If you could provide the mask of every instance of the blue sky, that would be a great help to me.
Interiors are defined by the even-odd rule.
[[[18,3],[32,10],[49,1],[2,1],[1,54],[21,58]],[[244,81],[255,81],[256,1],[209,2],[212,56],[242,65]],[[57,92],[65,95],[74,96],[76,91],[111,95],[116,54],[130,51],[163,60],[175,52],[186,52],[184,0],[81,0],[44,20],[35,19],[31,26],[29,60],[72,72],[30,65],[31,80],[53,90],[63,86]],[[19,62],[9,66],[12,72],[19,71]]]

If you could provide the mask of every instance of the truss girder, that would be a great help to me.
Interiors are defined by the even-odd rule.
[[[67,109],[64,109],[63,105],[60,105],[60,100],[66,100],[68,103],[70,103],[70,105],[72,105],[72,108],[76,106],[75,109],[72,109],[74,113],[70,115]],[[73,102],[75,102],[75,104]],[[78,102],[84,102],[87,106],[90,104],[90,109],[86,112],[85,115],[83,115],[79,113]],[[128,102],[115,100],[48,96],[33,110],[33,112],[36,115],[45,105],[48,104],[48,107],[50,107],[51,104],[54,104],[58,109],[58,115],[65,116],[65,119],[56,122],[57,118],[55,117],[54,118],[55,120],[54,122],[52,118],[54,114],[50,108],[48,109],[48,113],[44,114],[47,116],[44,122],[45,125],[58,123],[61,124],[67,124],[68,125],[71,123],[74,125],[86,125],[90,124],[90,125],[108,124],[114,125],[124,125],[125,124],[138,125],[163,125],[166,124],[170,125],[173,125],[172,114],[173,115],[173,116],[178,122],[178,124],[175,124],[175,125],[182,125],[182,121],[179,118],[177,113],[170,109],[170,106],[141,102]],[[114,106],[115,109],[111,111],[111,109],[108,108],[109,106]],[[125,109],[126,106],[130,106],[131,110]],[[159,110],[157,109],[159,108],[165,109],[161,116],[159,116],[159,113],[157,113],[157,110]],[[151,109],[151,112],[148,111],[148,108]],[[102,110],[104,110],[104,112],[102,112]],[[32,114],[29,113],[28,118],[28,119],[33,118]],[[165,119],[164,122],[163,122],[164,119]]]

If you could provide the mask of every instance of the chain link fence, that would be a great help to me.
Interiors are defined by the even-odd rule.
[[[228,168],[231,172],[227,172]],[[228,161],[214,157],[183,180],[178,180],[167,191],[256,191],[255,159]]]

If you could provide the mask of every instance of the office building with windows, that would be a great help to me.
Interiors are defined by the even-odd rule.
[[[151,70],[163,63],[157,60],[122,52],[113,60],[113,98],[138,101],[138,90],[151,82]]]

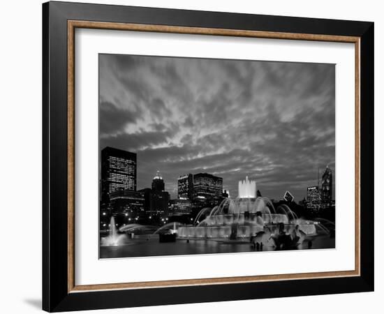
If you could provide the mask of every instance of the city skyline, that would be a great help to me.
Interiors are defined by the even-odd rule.
[[[134,157],[135,167],[137,167],[137,165],[136,165],[137,159],[136,159],[136,156],[135,156],[136,153],[134,153],[134,152],[132,152],[132,151],[123,151],[123,150],[120,150],[119,149],[115,149],[114,147],[105,147],[102,150],[102,152],[103,152],[103,155],[105,155],[105,151],[110,151],[111,150],[112,151],[115,151],[115,152],[117,151],[117,154],[119,155],[121,155],[121,154],[126,154],[129,157],[131,157],[132,155],[135,155],[135,157]],[[136,173],[136,172],[137,172],[137,169],[135,170],[135,173]],[[189,199],[190,200],[193,200],[193,198],[195,197],[195,193],[196,193],[196,190],[195,190],[196,187],[195,186],[194,187],[195,184],[196,184],[195,178],[197,177],[201,176],[201,175],[207,175],[208,177],[210,177],[210,176],[214,176],[214,175],[213,174],[209,174],[209,173],[207,173],[207,172],[199,172],[199,173],[194,173],[194,174],[186,173],[186,174],[180,174],[177,177],[177,182],[176,184],[177,184],[176,195],[173,195],[171,193],[170,193],[170,199],[172,200],[185,200],[185,199]],[[330,181],[328,181],[327,182],[325,182],[325,177],[329,177],[330,176]],[[246,177],[248,177],[248,176],[246,176]],[[322,177],[322,179],[320,179],[320,177]],[[224,186],[224,185],[223,185],[223,183],[224,183],[223,178],[217,177],[216,179],[221,179],[221,184],[222,184],[222,186],[223,186],[223,188],[221,189],[221,191],[223,193],[226,192],[226,193],[230,194],[230,191],[229,190],[226,190],[223,188],[223,186]],[[252,179],[253,178],[250,178],[250,179]],[[164,178],[163,178],[163,175],[161,174],[161,173],[160,172],[159,170],[157,170],[156,174],[154,174],[154,176],[152,177],[152,181],[151,181],[151,184],[148,184],[147,186],[146,186],[138,187],[136,189],[136,188],[135,188],[135,181],[136,181],[136,180],[137,180],[137,178],[135,178],[135,187],[133,188],[124,188],[122,186],[120,186],[120,187],[117,186],[116,188],[115,188],[112,191],[117,191],[117,190],[119,190],[119,189],[122,189],[122,190],[131,190],[131,191],[140,191],[140,190],[145,190],[145,189],[152,189],[152,190],[159,190],[159,191],[162,190],[162,191],[169,192],[169,190],[168,190],[167,188],[166,188],[166,184],[165,184]],[[180,186],[180,181],[181,180],[183,181],[182,190],[180,190],[180,186]],[[101,180],[101,181],[103,181],[103,179]],[[188,182],[188,184],[187,184],[187,182]],[[186,184],[187,184],[187,185],[186,186]],[[170,185],[173,185],[173,184],[171,184]],[[189,192],[188,192],[189,190],[188,188],[188,186],[189,186],[191,187],[191,185],[192,185],[192,188],[191,189],[191,194],[189,194]],[[324,171],[322,170],[320,172],[320,167],[319,167],[319,168],[318,168],[317,185],[316,185],[316,184],[308,185],[307,186],[307,193],[306,193],[306,195],[305,195],[304,198],[306,199],[307,201],[309,200],[308,200],[308,190],[311,189],[312,188],[316,187],[316,188],[317,188],[317,190],[318,190],[319,193],[320,193],[320,191],[321,191],[322,193],[324,193],[325,188],[327,186],[331,186],[330,193],[330,191],[326,192],[326,195],[330,195],[329,197],[327,197],[327,201],[330,202],[332,200],[332,193],[333,193],[332,188],[332,185],[333,185],[333,184],[332,184],[332,170],[330,169],[330,167],[329,167],[329,165],[327,165],[327,166],[325,167]],[[103,184],[102,184],[102,186],[103,186]],[[145,184],[144,186],[145,186]],[[195,188],[195,190],[193,190],[194,188]],[[197,186],[197,189],[198,190],[199,189],[198,186]],[[258,188],[257,188],[257,192],[258,192],[258,194],[259,193],[260,193],[260,189]],[[256,193],[256,191],[255,191],[255,193]],[[276,199],[276,200],[283,200],[284,197],[285,197],[285,195],[287,193],[289,194],[290,196],[292,196],[290,192],[289,192],[288,190],[286,190],[286,192],[284,193],[284,195],[281,197],[280,198]],[[320,195],[320,194],[319,194],[319,195]],[[299,201],[299,200],[301,200],[301,199],[300,200],[296,200],[296,201]]]
[[[334,65],[101,54],[100,144],[134,151],[137,189],[208,172],[297,200],[334,169]],[[334,175],[333,179],[334,180]]]

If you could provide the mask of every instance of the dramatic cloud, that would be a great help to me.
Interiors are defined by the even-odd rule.
[[[237,193],[302,199],[334,170],[334,65],[101,54],[100,147],[138,154],[138,188],[160,170],[207,172]],[[321,173],[320,173],[321,174]]]

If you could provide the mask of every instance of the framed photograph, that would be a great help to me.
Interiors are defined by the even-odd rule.
[[[43,19],[44,310],[374,290],[374,23]]]

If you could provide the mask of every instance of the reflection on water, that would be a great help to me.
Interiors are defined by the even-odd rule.
[[[327,235],[306,240],[293,250],[334,248],[334,238]],[[263,251],[274,251],[264,246]],[[145,256],[215,254],[222,253],[256,252],[249,240],[244,241],[177,239],[176,242],[160,243],[158,238],[126,239],[124,245],[101,246],[100,258],[133,257]]]

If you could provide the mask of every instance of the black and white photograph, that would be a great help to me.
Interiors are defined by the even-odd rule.
[[[335,65],[99,54],[99,257],[335,248]]]

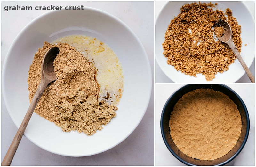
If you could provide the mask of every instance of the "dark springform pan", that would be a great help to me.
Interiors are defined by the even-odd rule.
[[[171,113],[178,101],[184,94],[200,88],[210,88],[222,92],[233,100],[240,112],[242,118],[242,130],[236,144],[228,154],[214,160],[202,161],[186,155],[178,148],[170,135],[169,120]],[[161,119],[161,128],[163,138],[172,154],[184,163],[189,165],[222,165],[233,159],[241,152],[246,143],[249,134],[250,120],[245,105],[238,95],[230,88],[221,84],[188,84],[177,90],[169,98],[163,109]]]

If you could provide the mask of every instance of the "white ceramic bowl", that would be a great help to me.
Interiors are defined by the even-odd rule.
[[[223,73],[215,75],[213,80],[207,82],[204,75],[198,74],[197,77],[190,76],[177,71],[173,66],[167,64],[167,58],[163,53],[162,44],[164,40],[164,35],[171,21],[180,12],[180,8],[191,2],[170,2],[167,3],[161,9],[156,18],[155,28],[156,60],[161,69],[170,79],[176,83],[224,83],[235,82],[245,73],[238,60],[229,66],[229,69]],[[201,2],[201,3],[204,2]],[[219,4],[215,9],[225,12],[228,8],[232,11],[232,15],[241,25],[241,36],[242,43],[240,53],[242,57],[248,67],[254,58],[254,20],[247,6],[242,2],[212,2]],[[244,44],[247,44],[246,46]]]
[[[8,112],[19,127],[29,103],[27,80],[35,53],[45,41],[81,34],[95,37],[115,52],[124,77],[123,96],[117,116],[103,130],[88,136],[64,132],[34,113],[24,135],[41,148],[71,156],[88,156],[106,151],[126,139],[135,129],[148,107],[152,77],[147,54],[138,38],[121,21],[103,11],[58,11],[37,18],[19,34],[7,53],[3,67],[3,94]]]

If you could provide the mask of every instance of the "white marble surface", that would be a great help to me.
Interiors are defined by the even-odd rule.
[[[10,46],[28,23],[44,13],[43,11],[9,11],[5,6],[80,6],[97,8],[119,18],[130,27],[143,45],[154,74],[154,2],[2,2],[2,67]],[[152,81],[152,83],[153,81]],[[140,123],[124,141],[108,150],[93,156],[69,157],[45,151],[23,136],[12,165],[153,165],[154,163],[154,92]],[[2,95],[2,161],[18,130],[12,122]]]
[[[255,16],[254,1],[245,2],[245,4],[249,7],[253,16]],[[155,18],[156,18],[157,15],[160,11],[166,2],[156,2],[155,4]],[[254,53],[252,53],[254,54]],[[253,60],[252,65],[249,68],[252,74],[254,76],[255,72],[255,59]],[[156,83],[173,83],[173,82],[167,77],[162,71],[157,62],[156,62],[155,76]],[[237,83],[251,83],[249,78],[245,74],[241,78],[236,82]]]
[[[164,106],[172,93],[184,85],[176,84],[156,84],[155,90],[156,165],[185,165],[171,153],[161,134],[160,120]],[[250,129],[247,142],[240,153],[227,165],[254,165],[255,85],[253,84],[226,84],[234,90],[244,103],[249,114]]]

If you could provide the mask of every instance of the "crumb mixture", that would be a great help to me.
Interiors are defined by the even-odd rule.
[[[47,42],[35,55],[28,73],[30,102],[41,79],[43,58],[50,48],[60,53],[53,62],[58,79],[46,87],[35,112],[64,131],[77,130],[91,135],[116,116],[117,108],[104,101],[98,101],[99,88],[95,72],[79,52],[69,45],[52,45]]]
[[[74,47],[97,71],[98,100],[117,105],[124,91],[124,77],[121,63],[113,50],[101,40],[88,36],[68,35],[56,40],[52,44],[59,42]]]
[[[214,32],[218,38],[221,37],[227,31],[227,25],[225,21],[220,19],[214,26]]]
[[[163,44],[164,54],[167,63],[177,71],[196,77],[204,75],[207,81],[212,80],[218,72],[229,69],[236,57],[228,44],[214,38],[213,27],[220,19],[227,20],[223,11],[214,11],[211,3],[192,3],[182,6],[181,13],[172,20]],[[226,9],[228,22],[232,31],[234,43],[241,51],[241,26]]]
[[[236,105],[227,96],[200,89],[179,100],[171,113],[170,127],[173,142],[183,153],[200,160],[213,160],[236,145],[242,121]]]

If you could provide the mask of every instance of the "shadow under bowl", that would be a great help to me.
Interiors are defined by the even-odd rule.
[[[214,160],[203,161],[188,156],[177,147],[170,134],[169,120],[171,112],[175,104],[186,93],[200,88],[212,89],[228,96],[236,105],[242,119],[241,133],[236,144],[228,154]],[[180,161],[189,165],[221,165],[228,163],[236,156],[243,149],[247,140],[250,128],[249,115],[243,100],[230,88],[221,84],[188,84],[180,88],[171,95],[165,103],[161,115],[160,123],[162,136],[169,150]]]

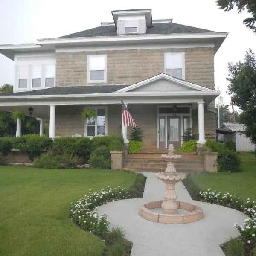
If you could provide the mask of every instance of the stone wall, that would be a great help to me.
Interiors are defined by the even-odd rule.
[[[185,80],[214,88],[213,47],[57,52],[56,86],[86,85],[88,54],[107,55],[107,81],[95,84],[133,84],[163,73],[165,52],[184,52]]]

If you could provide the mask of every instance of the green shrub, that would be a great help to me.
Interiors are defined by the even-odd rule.
[[[123,138],[119,134],[95,136],[92,141],[94,150],[102,146],[106,147],[110,151],[122,151],[124,148]]]
[[[243,256],[244,248],[242,242],[237,238],[231,238],[227,244],[225,252],[227,256]]]
[[[11,153],[12,149],[12,138],[10,137],[0,138],[0,153],[3,155],[6,156]]]
[[[47,169],[60,169],[61,157],[50,152],[43,154],[40,157],[35,158],[33,162],[33,166],[38,168]]]
[[[143,131],[141,128],[134,127],[129,136],[131,140],[135,141],[143,140]]]
[[[128,153],[129,154],[134,154],[140,150],[143,146],[143,143],[141,141],[135,141],[130,140],[128,145]]]
[[[183,142],[189,141],[192,140],[197,140],[198,137],[198,134],[195,133],[194,130],[189,127],[184,131],[184,135],[182,136]]]
[[[226,143],[226,146],[230,151],[236,151],[236,143],[233,141],[228,141]]]
[[[111,155],[110,150],[105,146],[99,147],[93,151],[88,162],[93,168],[110,169]]]
[[[196,142],[195,140],[185,141],[182,143],[181,148],[176,149],[178,152],[194,152],[196,150]]]
[[[23,135],[13,138],[13,140],[14,148],[27,152],[31,160],[47,151],[53,143],[52,138],[38,134]]]
[[[93,151],[92,140],[86,137],[61,137],[54,140],[55,148],[62,154],[87,160]]]

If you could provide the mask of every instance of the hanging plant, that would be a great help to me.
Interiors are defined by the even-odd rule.
[[[23,121],[25,119],[25,114],[19,109],[17,109],[12,113],[12,118],[15,122],[17,122],[17,119],[19,118],[20,121]]]
[[[81,116],[83,122],[84,122],[87,118],[90,119],[90,118],[95,117],[96,116],[96,111],[94,109],[85,108],[82,112]]]

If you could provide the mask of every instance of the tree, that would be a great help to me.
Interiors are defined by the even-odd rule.
[[[240,122],[246,125],[243,133],[256,145],[256,59],[249,49],[244,62],[228,64],[227,93],[234,105],[242,111]]]
[[[229,105],[220,106],[220,124],[224,122],[234,122],[233,113],[229,110]],[[216,111],[216,127],[218,127],[218,105],[215,107]],[[240,122],[239,114],[235,111],[236,122]]]
[[[252,17],[244,20],[244,24],[256,33],[256,2],[255,0],[217,0],[217,5],[220,9],[229,11],[236,6],[238,12],[246,10]]]

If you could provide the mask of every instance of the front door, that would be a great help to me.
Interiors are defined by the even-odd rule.
[[[181,118],[177,116],[159,116],[159,148],[166,148],[170,144],[175,148],[181,146]]]

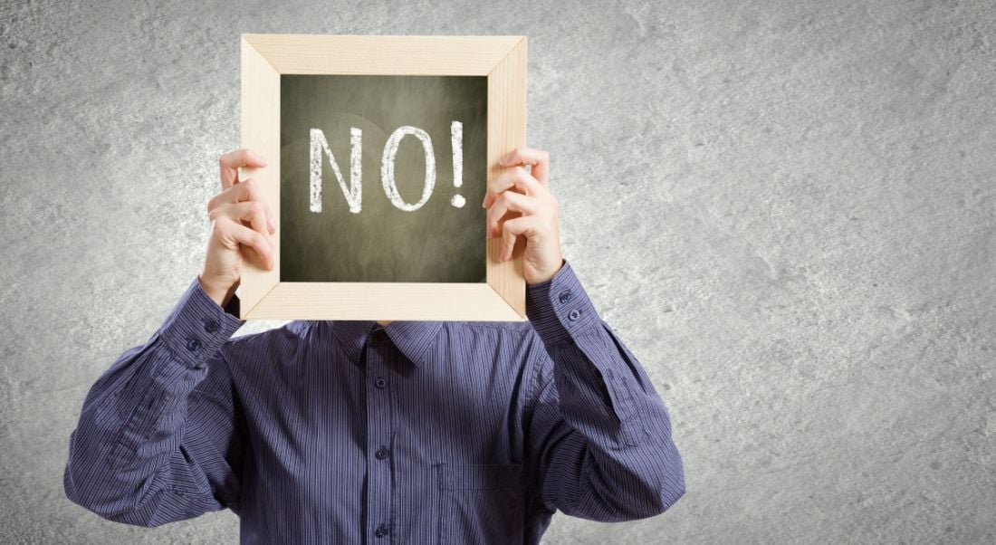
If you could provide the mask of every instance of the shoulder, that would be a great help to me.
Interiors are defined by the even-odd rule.
[[[310,341],[313,329],[313,321],[295,320],[278,328],[232,337],[219,352],[228,362],[286,360],[293,358],[299,347]]]

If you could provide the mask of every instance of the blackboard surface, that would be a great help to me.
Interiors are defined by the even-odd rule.
[[[487,210],[481,201],[487,77],[282,75],[280,80],[281,282],[486,281]],[[462,134],[459,187],[454,187],[453,122]],[[381,178],[385,144],[401,127],[423,131],[435,158],[431,195],[413,210],[398,208]],[[345,192],[313,130],[328,143]],[[351,153],[358,133],[362,206],[354,213],[347,194],[357,182],[351,179]],[[410,133],[394,139],[397,196],[414,205],[423,198],[425,146]],[[315,149],[322,179],[317,199]],[[321,211],[314,211],[316,200]]]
::::::::
> WHAT YOU NEED TO DO
Update the part of the records that opens with the line containing "of the dramatic" and closes with the line containing "[[[43,19],[44,310],[374,290],[374,23]]]", replacing "framed photograph" with "framed poster" and leaving everything else unchanged. Give back only those lines.

> SOLUTION TO THE PROBLEM
If you could provide the mask of every instance of the dramatic cloud, that would be a great help to me.
Interiors are defined by the even-odd rule.
[[[237,193],[302,199],[334,170],[334,65],[101,54],[100,147],[138,154],[138,188],[160,170],[207,172]],[[321,173],[320,173],[321,174]]]

If you could provide the mask of every instance of the framed poster, that would be a great help to me.
Interiors are defined by the even-odd rule.
[[[43,19],[44,310],[374,290],[374,23]]]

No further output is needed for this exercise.